Your goal
Answer these questions about the notebook code below:
(a) What value is assigned to WEIGHTS_PATH?
(b) Which CSV file is read into the variable test?
(c) What is the last class name in list_classes?

Provided text

Segment Open

In [1]:
import os
import re
import gc

import pandas as pd
import numpy as np

import tensorflow as tf

from tensorflow.keras.layers import Input, Dropout, Dense, GlobalAveragePooling1D, concatenate
from tensorflow.keras.models import Model
from tensorflow.keras.optimizers import Adam
from tensorflow.keras.losses import BinaryCrossentropy
from tensorflow.keras.metrics import AUC
from keras.callbacks import Callback, EarlyStopping
from keras import backend as K

from transformers import DistilBertTokenizer, TFDistilBertModel

from sklearn.metrics import roc_auc_score
from sklearn.model_selection import train_test_split, KFold

DATA_PATH = './data'
SOLUTION_PATH = './solutions'
WEIGHTS_PATH = './model_weights'

os.environ['TF_CPP_MIN_LOG_LEVEL'] = '1'

In [2]:
train = pd.read_csv(os.path.join(DATA_PATH, 'train.csv'))
test = pd.read_csv(os.path.join(DATA_PATH, 'test.csv'))

In [3]:
list_classes = ['toxic', 'severe_toxic', 'obscene', 'threat', 'insult', 'identity_hate']

In [4]:
train['comment_text'].head()

0    Explanation\nWhy the edits made under my usern...
1    D'aww! He matches this background colour I'm s...
2    Hey man, I'm really not trying to edit war. It...
3    "\nMore\nI can't make any real suggestions on ...
4    You, sir, are my hero. Any chance you remember...
Name: comment_text, dtype: object

In [5]:
def clean_text(text):
    text = text.lower()

Segment Closed

(Free-text object descriptions)
Segment Open

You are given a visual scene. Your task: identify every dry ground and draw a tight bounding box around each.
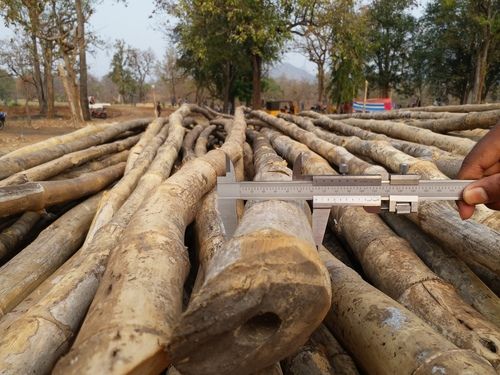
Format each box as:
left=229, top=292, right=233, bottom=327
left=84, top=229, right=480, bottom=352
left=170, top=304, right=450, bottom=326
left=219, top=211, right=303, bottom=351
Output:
left=0, top=105, right=171, bottom=156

Segment Closed

Output below
(a) './model_weights'
(b) test.csv
(c) 'identity_hate'